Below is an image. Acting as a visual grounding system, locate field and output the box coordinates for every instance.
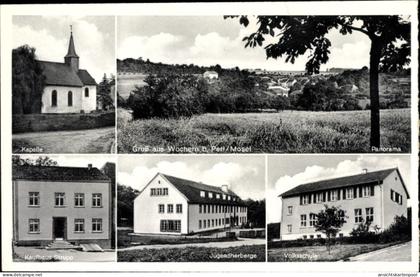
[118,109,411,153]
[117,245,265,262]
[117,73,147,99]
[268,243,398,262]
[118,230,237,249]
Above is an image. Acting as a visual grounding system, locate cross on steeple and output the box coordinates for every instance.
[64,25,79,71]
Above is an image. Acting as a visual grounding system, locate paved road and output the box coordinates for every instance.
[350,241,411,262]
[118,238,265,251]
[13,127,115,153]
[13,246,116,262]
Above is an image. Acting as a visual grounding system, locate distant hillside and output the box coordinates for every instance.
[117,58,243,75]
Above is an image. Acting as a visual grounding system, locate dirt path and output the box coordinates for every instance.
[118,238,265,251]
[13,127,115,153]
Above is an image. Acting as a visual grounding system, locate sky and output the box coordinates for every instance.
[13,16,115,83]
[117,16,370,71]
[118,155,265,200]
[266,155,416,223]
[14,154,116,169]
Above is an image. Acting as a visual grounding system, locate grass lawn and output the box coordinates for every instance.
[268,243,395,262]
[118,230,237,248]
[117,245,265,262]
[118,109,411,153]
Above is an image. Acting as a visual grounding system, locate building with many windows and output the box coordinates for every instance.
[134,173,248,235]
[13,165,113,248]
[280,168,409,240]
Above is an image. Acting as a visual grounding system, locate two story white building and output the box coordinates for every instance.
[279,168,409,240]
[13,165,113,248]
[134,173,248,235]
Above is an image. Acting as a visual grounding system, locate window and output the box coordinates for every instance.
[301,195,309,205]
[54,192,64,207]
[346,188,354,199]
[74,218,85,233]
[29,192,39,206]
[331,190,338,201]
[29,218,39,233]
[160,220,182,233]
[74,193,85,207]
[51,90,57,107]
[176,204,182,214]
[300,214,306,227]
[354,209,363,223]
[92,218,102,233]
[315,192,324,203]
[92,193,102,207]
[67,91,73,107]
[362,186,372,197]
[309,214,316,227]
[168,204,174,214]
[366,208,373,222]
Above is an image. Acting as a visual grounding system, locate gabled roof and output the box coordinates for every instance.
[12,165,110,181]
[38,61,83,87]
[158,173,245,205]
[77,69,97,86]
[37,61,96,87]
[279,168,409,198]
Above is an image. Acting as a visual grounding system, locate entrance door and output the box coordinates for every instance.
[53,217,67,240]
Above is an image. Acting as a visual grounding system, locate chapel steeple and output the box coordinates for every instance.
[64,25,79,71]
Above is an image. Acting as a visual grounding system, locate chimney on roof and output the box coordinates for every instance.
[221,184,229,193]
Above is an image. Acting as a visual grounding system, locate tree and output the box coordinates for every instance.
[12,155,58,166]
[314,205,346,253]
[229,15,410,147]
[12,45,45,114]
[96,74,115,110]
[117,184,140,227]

==

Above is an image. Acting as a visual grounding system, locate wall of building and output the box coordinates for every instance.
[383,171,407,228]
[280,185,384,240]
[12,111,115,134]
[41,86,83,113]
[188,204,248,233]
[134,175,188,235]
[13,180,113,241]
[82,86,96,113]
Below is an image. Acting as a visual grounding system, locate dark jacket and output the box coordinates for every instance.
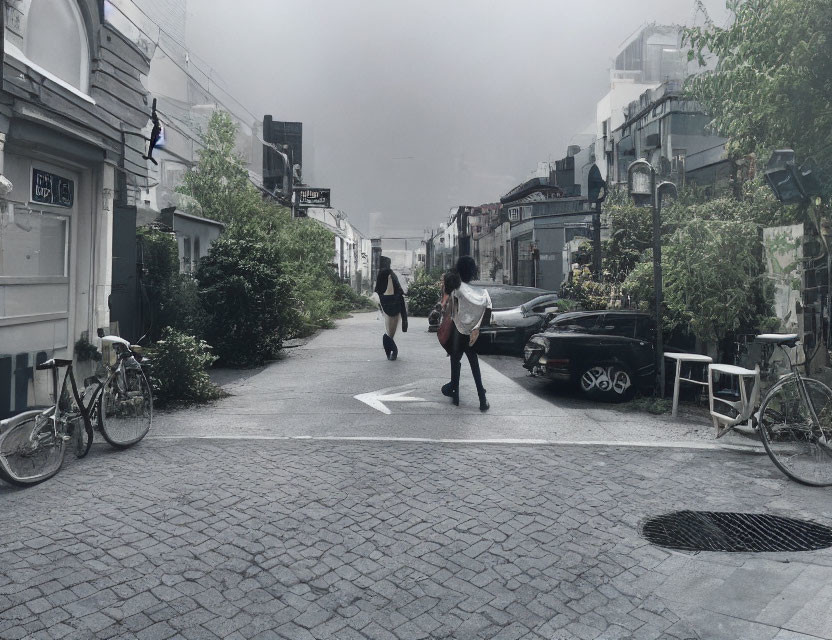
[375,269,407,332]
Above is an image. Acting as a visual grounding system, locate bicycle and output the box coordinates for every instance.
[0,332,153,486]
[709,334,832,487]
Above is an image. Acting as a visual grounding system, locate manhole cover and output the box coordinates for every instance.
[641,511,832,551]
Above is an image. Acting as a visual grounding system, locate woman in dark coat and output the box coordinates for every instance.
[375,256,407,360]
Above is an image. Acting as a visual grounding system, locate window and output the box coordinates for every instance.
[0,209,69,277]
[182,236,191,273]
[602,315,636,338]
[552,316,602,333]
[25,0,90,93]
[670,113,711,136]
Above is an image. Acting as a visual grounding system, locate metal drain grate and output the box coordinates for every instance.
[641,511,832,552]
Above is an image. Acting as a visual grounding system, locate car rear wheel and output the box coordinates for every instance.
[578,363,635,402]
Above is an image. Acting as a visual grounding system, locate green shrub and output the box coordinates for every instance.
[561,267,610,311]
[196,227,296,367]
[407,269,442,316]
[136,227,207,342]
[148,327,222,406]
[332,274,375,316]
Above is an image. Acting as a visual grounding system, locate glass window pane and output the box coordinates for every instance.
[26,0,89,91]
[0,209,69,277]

SET TASK:
Copy out every row from the line containing "system, locate field" down to the line containing "[366,208,373,222]", both of those lines included, reproducing each one word for word. Leave the pictures out of your copy.

EXERCISE SOLUTION:
Below is an image. Acting as a visual grounding system, locate field and output the box coordinates for every instance.
[118,109,411,153]
[117,245,265,262]
[117,73,147,99]
[268,243,398,262]
[118,230,237,249]
Above is an image. Acting as a visual grounding system, locate cross on steeple and output the box coordinates for every instance.
[64,25,79,71]
Above is an image. Acting as a visual grounding system, locate paved road and output the box coordinates for every instance.
[350,241,411,262]
[118,238,265,251]
[13,127,115,153]
[13,246,116,262]
Above is an image. Acting as a visual grounding system, locate distant hillside and output the box coordinates for every instance.
[117,58,243,75]
Above is an image. Acting as a visual grounding system, locate dirt path and output the box coordinates for every instance.
[118,238,265,251]
[13,127,115,153]
Above is an image. Acting as a visual grounding system, locate sky and output the box coordinates for every instance.
[13,16,115,83]
[117,16,370,71]
[118,155,265,200]
[266,155,416,223]
[14,154,116,169]
Above is an image. Acting as a visual grounding system, locate grass lawn and output the box coordinates for every instance.
[268,243,395,262]
[118,230,237,248]
[117,245,265,262]
[118,109,411,153]
Above is an image. Acting as a visual grounding system, locate building with many windows and output the box coordinates for every instance.
[134,173,248,235]
[13,165,113,248]
[280,168,409,240]
Above is an image. Acting as a visual grounding system, locate two story white building and output the box coordinates for every instance.
[279,168,409,240]
[13,165,113,248]
[134,173,248,235]
Above is an image. Acting as a visual grounding system, locate window and output the box coordinates for every instance.
[301,195,309,205]
[54,192,64,207]
[346,188,354,199]
[74,218,85,233]
[29,192,39,206]
[331,190,338,201]
[29,218,39,233]
[160,220,182,233]
[74,193,85,207]
[51,90,57,107]
[176,204,182,214]
[300,214,306,227]
[354,209,363,223]
[92,218,102,233]
[315,192,324,203]
[92,193,102,207]
[67,91,73,107]
[362,186,372,197]
[309,214,316,227]
[168,204,174,214]
[366,208,373,222]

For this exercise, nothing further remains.